[Task to complete]: Count the lines in the records that contain the string "jacket", and give only that number.
============
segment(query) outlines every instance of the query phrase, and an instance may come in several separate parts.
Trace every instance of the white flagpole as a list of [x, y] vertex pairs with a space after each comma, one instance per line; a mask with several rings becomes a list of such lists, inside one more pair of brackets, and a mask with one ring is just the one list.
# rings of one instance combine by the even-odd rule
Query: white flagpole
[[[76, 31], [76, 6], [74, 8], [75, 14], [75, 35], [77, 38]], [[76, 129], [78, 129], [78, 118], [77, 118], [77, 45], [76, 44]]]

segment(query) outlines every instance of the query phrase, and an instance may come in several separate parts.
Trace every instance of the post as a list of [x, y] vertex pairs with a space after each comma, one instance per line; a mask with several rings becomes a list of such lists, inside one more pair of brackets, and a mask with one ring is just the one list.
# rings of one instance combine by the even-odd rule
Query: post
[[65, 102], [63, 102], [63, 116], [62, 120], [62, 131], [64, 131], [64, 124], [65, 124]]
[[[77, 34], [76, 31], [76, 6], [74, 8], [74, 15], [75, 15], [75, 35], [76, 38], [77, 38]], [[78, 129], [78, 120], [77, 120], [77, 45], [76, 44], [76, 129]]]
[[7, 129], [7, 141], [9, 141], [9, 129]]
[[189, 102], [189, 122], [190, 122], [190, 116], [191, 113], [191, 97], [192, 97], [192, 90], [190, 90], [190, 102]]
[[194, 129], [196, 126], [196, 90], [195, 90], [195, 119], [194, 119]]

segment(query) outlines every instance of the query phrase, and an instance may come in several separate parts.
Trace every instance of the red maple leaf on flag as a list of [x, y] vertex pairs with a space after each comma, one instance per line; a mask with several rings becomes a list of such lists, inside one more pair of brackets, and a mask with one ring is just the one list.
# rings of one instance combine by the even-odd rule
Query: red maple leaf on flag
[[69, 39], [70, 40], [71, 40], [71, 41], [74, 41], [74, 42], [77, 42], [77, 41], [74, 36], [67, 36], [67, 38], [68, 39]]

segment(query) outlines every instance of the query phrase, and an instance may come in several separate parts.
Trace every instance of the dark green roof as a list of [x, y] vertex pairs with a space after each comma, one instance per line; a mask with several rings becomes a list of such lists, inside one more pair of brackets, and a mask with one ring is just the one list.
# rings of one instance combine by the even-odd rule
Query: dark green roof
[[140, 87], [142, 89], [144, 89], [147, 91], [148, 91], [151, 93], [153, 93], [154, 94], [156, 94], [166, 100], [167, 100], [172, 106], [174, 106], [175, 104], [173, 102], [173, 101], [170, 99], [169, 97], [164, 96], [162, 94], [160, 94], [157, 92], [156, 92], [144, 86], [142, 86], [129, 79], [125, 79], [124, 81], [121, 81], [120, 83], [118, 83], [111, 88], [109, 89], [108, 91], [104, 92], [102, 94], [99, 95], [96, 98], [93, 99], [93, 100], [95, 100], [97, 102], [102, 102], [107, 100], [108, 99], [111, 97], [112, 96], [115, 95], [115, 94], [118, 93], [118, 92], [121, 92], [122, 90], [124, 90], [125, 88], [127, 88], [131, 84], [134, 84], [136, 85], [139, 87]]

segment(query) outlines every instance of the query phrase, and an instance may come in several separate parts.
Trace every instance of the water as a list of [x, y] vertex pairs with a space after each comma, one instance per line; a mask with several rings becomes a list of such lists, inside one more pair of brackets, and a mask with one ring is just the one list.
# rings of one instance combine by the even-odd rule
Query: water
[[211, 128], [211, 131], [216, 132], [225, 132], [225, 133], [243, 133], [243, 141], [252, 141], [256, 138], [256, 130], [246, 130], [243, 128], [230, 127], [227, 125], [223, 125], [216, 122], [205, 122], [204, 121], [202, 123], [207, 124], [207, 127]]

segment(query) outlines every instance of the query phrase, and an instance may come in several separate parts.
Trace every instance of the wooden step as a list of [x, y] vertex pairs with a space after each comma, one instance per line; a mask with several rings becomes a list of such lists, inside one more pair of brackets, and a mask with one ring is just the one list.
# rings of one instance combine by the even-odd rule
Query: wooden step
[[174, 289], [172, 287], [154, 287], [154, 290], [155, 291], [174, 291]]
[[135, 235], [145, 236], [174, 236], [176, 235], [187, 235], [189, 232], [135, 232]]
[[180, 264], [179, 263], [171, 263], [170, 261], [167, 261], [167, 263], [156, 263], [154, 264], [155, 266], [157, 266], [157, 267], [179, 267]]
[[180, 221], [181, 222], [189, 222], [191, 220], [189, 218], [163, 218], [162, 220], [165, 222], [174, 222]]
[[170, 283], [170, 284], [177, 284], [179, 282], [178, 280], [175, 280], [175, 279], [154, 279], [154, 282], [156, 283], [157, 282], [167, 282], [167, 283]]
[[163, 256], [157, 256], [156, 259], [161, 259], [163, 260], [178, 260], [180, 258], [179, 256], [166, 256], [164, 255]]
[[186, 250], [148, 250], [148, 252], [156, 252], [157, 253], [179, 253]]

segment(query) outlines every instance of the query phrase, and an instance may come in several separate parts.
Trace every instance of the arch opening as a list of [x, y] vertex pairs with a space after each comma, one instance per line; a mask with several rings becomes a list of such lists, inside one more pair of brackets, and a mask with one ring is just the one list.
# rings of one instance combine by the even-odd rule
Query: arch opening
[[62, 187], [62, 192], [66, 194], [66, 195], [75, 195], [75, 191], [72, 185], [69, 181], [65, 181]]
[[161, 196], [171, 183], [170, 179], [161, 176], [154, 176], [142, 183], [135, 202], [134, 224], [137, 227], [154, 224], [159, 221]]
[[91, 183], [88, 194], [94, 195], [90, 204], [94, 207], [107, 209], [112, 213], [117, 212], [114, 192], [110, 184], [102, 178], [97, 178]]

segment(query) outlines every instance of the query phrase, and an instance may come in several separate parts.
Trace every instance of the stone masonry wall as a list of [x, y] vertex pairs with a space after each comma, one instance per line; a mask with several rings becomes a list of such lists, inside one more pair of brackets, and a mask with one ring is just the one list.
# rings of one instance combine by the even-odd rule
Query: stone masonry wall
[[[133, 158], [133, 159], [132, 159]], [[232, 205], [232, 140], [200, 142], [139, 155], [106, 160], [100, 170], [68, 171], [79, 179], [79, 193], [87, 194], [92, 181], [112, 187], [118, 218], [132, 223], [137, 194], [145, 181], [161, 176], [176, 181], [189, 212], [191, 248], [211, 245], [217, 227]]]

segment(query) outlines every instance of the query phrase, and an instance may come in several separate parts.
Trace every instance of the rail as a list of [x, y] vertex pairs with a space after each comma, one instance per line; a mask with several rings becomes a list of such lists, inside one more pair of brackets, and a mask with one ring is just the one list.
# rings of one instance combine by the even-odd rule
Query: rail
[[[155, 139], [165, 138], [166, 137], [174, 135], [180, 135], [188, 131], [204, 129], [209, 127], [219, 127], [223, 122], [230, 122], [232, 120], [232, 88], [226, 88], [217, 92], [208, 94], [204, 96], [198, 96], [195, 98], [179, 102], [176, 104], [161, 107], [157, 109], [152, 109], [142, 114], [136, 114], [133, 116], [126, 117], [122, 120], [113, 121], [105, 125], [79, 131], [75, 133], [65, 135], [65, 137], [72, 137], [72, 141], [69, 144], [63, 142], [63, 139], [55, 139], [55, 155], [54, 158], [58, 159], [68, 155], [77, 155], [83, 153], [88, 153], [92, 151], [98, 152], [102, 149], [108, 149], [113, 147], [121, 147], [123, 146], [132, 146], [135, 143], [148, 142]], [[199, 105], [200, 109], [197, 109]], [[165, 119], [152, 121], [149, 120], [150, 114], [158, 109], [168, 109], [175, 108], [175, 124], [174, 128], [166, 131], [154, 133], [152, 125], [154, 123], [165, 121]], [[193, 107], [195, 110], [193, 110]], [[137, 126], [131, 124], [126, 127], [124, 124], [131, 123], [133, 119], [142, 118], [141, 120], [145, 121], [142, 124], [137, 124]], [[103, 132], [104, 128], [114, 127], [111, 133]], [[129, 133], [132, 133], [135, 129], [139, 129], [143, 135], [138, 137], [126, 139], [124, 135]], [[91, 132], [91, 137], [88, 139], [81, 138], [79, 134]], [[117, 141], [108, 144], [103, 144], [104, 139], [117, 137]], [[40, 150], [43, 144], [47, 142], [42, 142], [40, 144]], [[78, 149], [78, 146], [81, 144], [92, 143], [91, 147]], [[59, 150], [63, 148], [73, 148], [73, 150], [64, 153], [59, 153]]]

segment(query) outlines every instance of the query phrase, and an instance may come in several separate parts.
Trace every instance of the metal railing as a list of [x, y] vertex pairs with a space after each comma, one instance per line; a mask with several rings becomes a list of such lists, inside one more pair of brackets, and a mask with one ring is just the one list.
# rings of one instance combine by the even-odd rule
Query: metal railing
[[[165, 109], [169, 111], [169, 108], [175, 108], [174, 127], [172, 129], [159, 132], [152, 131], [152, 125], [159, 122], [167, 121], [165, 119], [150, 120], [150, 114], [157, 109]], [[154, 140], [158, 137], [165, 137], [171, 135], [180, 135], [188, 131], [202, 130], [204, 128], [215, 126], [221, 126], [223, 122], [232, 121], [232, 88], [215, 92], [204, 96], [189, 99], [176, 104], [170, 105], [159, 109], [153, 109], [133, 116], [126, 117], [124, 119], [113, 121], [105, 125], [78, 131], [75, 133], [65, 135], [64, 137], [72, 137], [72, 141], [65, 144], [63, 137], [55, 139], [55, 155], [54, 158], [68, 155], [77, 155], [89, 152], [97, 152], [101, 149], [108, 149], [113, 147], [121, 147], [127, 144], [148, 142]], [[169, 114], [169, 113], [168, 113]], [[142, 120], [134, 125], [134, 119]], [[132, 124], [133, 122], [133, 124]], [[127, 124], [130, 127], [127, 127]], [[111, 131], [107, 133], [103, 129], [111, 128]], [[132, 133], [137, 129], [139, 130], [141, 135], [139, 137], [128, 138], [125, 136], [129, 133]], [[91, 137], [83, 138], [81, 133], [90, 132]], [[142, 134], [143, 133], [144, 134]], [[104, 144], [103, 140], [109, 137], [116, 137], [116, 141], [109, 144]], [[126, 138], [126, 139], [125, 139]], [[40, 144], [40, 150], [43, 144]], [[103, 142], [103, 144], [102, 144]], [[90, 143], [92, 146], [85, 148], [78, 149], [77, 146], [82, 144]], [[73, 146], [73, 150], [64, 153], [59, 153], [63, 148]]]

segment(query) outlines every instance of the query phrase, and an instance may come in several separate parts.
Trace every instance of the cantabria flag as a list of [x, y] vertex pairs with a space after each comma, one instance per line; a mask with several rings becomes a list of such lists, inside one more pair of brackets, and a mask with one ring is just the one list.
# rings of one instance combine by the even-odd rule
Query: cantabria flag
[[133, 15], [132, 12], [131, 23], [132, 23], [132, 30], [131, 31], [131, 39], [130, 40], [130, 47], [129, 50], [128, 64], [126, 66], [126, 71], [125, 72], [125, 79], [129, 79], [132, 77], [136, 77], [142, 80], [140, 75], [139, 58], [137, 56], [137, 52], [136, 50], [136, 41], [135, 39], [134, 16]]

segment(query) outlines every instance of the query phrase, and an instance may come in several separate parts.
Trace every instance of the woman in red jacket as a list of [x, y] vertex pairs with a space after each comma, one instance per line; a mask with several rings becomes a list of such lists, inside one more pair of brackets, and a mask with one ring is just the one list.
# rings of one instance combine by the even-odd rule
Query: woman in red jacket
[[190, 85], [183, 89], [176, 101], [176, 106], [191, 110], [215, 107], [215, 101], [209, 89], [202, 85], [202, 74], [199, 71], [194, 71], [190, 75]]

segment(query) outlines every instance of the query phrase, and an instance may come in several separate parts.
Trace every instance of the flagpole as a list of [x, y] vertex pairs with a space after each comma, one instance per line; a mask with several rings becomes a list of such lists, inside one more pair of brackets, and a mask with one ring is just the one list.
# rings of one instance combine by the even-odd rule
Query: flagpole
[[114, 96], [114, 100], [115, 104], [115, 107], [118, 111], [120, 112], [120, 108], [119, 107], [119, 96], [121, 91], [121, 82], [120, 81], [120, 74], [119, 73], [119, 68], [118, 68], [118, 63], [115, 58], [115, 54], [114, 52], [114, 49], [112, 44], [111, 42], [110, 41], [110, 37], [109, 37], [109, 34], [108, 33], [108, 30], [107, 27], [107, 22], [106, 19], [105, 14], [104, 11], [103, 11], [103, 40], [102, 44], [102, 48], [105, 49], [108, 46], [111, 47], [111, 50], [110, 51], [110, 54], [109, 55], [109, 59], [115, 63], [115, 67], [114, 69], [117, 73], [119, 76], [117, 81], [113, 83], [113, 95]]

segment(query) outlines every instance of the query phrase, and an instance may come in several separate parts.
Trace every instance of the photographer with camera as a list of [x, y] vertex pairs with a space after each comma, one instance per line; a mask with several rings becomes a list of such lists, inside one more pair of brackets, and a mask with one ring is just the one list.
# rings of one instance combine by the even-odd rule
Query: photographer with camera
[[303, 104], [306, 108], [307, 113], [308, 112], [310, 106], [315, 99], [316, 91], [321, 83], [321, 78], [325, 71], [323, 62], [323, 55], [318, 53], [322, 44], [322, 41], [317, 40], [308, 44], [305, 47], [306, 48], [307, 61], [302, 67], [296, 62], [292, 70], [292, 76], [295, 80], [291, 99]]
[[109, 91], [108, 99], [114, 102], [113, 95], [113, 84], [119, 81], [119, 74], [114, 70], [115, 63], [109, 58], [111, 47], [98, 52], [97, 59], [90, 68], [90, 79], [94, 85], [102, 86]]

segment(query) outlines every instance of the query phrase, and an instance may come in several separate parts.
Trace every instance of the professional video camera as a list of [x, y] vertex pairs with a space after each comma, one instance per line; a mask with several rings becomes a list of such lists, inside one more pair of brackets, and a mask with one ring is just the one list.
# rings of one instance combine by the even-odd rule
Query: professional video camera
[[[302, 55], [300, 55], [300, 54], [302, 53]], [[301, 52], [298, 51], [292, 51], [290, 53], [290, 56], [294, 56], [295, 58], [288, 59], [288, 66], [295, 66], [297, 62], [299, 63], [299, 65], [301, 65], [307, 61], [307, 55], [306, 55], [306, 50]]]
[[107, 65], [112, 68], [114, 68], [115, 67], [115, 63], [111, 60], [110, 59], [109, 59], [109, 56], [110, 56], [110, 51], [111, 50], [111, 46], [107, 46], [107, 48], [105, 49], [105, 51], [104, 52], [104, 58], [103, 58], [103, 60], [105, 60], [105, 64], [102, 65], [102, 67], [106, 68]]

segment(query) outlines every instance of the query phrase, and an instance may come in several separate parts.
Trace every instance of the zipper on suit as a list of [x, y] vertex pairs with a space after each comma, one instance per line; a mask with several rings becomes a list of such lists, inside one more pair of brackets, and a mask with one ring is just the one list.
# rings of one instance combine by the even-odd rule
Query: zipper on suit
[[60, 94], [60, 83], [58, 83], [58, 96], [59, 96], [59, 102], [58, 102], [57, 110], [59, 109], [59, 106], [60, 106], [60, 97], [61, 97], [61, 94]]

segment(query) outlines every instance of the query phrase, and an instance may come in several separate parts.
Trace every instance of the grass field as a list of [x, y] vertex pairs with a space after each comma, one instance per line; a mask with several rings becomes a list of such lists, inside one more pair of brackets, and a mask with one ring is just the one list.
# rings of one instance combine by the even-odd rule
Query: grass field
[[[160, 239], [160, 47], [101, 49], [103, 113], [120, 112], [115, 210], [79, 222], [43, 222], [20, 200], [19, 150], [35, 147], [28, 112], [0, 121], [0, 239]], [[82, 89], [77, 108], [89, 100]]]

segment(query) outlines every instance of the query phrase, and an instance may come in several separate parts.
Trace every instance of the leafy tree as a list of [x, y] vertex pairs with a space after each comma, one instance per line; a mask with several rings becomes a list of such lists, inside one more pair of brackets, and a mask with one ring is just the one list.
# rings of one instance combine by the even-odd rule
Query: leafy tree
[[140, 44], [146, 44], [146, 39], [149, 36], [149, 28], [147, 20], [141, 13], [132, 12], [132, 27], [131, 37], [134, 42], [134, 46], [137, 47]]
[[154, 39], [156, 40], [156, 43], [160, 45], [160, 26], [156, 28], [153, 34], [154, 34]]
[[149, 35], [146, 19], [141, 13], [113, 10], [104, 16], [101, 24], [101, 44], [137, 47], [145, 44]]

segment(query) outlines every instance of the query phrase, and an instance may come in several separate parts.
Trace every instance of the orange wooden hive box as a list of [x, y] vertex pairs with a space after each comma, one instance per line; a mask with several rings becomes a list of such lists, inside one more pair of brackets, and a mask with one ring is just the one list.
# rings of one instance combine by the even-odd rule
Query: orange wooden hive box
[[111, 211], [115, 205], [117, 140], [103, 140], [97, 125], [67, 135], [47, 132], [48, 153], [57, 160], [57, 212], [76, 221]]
============
[Exercise result]: 2